What you will do:
Summarize the blog post about Deepika in two sentences.
___ Text block ___
Wednesday, June 27, 2012

Deepika and I

Draft Written on the 27th June 2012: Deepika is the first friend I made when I came to live in India. I was just wondering about her and her groom hunt a couple days ago and voila yesterday morning she calls to inform me of the wonderful news that she has found her match! This soothing news made my otherwise difficult day so much more easier. Deepika is such a great human being and someone in the world had to deserve being with such a simple and sweet person. This brings me back to a wish, once a friend's Dad gave me on my friend's engagement day. He asked me how my parents search for a match for me was going. After listening to my usual answer, he held my hand and said, "Molu (daughter in my mother tongue), don't worry you will find someone to match the goodness of your heart." That by far is the most beautiful wish I had ever received on this topic. And ever since then, I have always wished this for my unmarried friends too. I am so glad that someone is out there who deserved the goodness of her magnificent heart.
___ Provided material ___
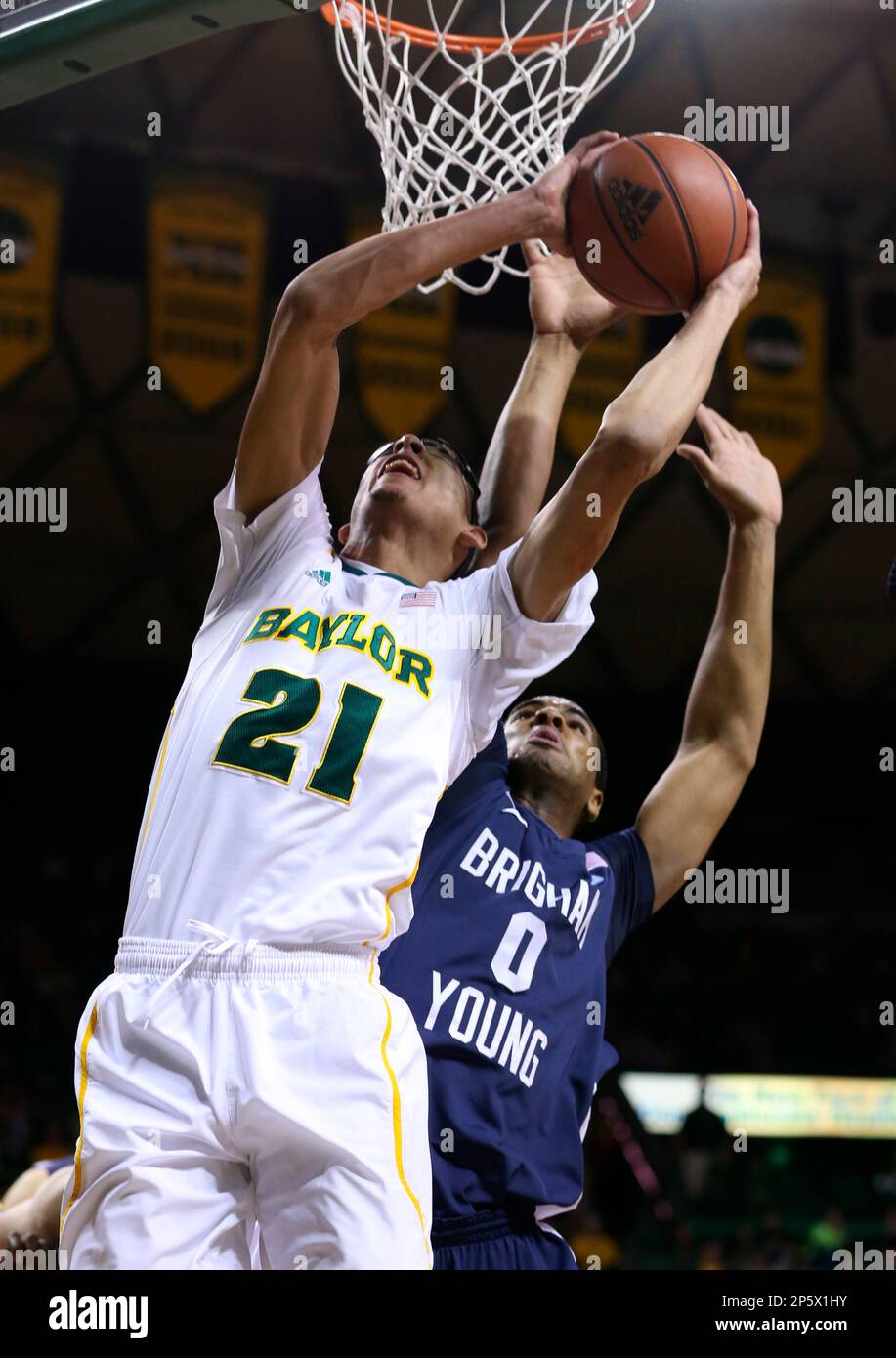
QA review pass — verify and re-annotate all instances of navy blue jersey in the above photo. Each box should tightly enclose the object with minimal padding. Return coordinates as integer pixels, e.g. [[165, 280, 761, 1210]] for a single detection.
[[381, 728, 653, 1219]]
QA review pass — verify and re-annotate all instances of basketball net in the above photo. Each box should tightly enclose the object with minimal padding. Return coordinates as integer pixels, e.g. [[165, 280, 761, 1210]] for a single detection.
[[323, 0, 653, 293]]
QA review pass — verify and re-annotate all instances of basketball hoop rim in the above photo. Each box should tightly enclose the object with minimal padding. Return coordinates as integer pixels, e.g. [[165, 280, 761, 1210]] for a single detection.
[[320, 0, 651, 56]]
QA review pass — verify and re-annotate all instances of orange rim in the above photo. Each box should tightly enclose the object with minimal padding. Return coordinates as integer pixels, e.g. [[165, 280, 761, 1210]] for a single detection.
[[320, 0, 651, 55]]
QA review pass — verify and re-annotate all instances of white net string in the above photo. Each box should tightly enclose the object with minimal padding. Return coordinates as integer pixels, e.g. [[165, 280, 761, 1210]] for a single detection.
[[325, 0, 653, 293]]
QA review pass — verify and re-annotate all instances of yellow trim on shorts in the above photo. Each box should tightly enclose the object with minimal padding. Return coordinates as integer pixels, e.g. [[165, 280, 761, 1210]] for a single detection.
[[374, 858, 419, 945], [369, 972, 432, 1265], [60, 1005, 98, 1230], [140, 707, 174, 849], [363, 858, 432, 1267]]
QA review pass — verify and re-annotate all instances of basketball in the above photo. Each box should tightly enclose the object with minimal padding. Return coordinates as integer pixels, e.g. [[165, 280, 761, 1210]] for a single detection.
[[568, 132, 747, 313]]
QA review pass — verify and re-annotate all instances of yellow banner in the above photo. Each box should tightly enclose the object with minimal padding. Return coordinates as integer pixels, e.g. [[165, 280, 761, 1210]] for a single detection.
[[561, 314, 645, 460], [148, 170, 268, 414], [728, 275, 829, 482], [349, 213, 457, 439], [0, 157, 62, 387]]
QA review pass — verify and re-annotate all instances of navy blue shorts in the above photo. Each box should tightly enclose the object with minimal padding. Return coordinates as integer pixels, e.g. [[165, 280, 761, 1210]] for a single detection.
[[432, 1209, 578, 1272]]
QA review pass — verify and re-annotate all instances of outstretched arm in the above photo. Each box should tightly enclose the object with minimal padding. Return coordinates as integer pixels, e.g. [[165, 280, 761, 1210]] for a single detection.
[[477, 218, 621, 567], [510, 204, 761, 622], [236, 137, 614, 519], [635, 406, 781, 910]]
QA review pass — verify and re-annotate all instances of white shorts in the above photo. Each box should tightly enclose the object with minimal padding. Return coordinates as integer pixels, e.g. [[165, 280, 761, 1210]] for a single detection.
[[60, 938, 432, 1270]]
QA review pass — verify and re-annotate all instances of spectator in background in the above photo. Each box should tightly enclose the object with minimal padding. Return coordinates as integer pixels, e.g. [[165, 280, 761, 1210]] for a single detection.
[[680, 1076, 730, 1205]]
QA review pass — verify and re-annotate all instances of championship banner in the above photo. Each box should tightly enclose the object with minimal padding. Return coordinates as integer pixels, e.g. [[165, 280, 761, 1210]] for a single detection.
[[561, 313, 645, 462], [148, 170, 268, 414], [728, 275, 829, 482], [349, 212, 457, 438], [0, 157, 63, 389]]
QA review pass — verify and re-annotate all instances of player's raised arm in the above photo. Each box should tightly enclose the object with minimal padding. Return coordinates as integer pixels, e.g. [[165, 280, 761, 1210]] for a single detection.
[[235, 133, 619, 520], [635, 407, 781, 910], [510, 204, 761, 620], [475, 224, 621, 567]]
___
Response to this exercise:
Deepika, the first friend the writer made after coming to live in India, called to share that she has found her match, and the news made the writer's difficult day much easier. It recalls a wish from a friend's father that the writer would find someone to match the goodness of their heart, a wish the writer has since made for unmarried friends too.